Stored items:
☆ ☆ ☆ ☆ ☆

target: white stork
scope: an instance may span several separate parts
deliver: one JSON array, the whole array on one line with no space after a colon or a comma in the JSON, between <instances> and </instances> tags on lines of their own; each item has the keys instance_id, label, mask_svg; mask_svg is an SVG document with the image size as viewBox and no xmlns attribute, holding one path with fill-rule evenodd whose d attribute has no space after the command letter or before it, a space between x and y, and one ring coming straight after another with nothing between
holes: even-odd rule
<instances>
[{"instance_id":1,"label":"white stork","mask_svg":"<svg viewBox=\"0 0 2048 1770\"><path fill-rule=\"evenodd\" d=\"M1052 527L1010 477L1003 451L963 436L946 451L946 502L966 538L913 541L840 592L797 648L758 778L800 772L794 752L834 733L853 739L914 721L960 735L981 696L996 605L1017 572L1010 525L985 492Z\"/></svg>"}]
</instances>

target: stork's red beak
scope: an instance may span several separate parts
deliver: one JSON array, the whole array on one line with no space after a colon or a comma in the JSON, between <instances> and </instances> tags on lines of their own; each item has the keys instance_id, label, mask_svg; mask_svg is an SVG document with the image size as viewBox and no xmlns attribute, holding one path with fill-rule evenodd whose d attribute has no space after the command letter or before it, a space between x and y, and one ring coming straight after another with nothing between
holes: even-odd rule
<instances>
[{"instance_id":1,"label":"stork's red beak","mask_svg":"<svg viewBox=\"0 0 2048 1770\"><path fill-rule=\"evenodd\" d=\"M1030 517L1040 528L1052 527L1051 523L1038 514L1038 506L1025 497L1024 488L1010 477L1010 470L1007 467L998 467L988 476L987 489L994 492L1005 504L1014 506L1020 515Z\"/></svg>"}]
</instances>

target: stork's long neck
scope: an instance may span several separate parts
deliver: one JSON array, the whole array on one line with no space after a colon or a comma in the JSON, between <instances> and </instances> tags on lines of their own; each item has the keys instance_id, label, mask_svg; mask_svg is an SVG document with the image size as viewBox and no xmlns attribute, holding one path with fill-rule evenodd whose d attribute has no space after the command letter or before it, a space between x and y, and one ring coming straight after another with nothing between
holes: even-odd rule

☆ ☆ ☆ ☆ ☆

Write out all of the records once more, exactly.

target: white stork
scope: an instance may span several separate parts
deliver: one JSON array, the whole array on one line with no space after a colon or a comma in the JSON, between <instances> and </instances> tags on lines of their own; each item has the keys instance_id, label, mask_svg; mask_svg is an SVG document with the image size as viewBox and no xmlns attribute, holding one path with fill-rule evenodd whose d attribute has no space after the command letter or before it, a space between x and y, and one ring coming straight after another with nothing between
holes: even-odd rule
<instances>
[{"instance_id":1,"label":"white stork","mask_svg":"<svg viewBox=\"0 0 2048 1770\"><path fill-rule=\"evenodd\" d=\"M1052 527L1010 477L1003 451L963 436L946 451L946 502L966 538L913 541L840 592L797 648L758 778L800 772L794 752L834 733L853 739L914 721L960 735L981 696L996 605L1017 572L1010 525L985 492Z\"/></svg>"}]
</instances>

target: stork's red beak
scope: an instance may span several separate parts
deliver: one JSON array, the whole array on one line with no space after a colon or a comma in the JSON, between <instances> and </instances> tags on lines of their own; each item has the keys instance_id, label, mask_svg; mask_svg is an SVG document with the image size as viewBox and no xmlns attribute, holding one path with fill-rule evenodd whose d attribute has no space after the command letter or before it, a space between x and y, and one ring coming straight after another with nothing between
holes: even-odd rule
<instances>
[{"instance_id":1,"label":"stork's red beak","mask_svg":"<svg viewBox=\"0 0 2048 1770\"><path fill-rule=\"evenodd\" d=\"M1030 517L1040 528L1052 527L1051 523L1038 514L1038 506L1025 497L1024 488L1010 477L1010 470L1007 467L998 467L988 476L987 489L994 492L1005 504L1014 506L1020 515Z\"/></svg>"}]
</instances>

target: stork's long neck
scope: an instance may span several separate parts
deliver: one JSON array, the whole array on one line with no space after a colon or a comma in the JSON, between <instances> and </instances> tags on lines of their own; each item has the keys instance_id, label, mask_svg; mask_svg is an SVG document with the image size as viewBox and no xmlns attribute, holding one path with fill-rule evenodd whose d attribute has no space after the command letter or before it, a space between x and y, and one ring coming straight after another with nothing between
holes: even-odd rule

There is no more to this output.